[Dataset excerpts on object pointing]

########

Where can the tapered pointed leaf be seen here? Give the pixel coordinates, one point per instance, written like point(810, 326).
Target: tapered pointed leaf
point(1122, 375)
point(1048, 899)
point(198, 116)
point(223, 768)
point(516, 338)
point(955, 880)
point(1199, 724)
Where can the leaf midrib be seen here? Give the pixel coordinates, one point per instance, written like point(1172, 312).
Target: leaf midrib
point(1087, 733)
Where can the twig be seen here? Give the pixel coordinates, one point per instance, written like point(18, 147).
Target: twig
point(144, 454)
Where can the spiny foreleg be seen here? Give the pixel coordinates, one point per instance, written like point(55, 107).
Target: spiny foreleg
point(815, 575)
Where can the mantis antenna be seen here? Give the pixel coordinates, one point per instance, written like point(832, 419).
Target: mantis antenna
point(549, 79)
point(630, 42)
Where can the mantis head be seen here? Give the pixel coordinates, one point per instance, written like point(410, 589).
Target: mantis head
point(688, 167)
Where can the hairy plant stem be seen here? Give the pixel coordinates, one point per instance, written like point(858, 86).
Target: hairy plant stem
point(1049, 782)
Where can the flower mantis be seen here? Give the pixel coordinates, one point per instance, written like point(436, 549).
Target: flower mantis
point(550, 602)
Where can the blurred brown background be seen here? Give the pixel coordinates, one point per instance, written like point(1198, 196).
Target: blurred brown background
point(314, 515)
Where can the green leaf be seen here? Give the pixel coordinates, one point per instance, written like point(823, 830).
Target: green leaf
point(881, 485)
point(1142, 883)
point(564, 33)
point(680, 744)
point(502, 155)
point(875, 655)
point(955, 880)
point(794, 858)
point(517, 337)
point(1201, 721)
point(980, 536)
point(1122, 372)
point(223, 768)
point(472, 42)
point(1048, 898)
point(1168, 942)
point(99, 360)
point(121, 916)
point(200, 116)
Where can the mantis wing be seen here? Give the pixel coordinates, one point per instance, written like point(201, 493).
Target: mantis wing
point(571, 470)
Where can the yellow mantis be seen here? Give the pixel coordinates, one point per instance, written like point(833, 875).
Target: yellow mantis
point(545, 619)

########

## Problem requirements
Render as a numbered list the entries starting with the line that contains "Where can the green" and continuing through the line that contains "point(571, 470)", both included. Omit any blank lines.

## The output
1. Where can the green leaf be seen here? Give the pixel coordinates, one point per instance, written like point(823, 830).
2. Target: green leaf
3. point(881, 485)
4. point(1142, 883)
5. point(564, 33)
6. point(680, 744)
7. point(502, 155)
8. point(875, 655)
9. point(955, 880)
10. point(794, 858)
11. point(517, 337)
12. point(1201, 721)
13. point(980, 536)
14. point(1122, 372)
15. point(223, 768)
16. point(472, 42)
17. point(1048, 898)
18. point(1168, 942)
19. point(99, 360)
20. point(121, 916)
21. point(200, 116)
22. Where can the mantis wing be seen here? Give the pixel coordinates, one point per instance, written like point(201, 493).
23. Target: mantis wing
24. point(571, 470)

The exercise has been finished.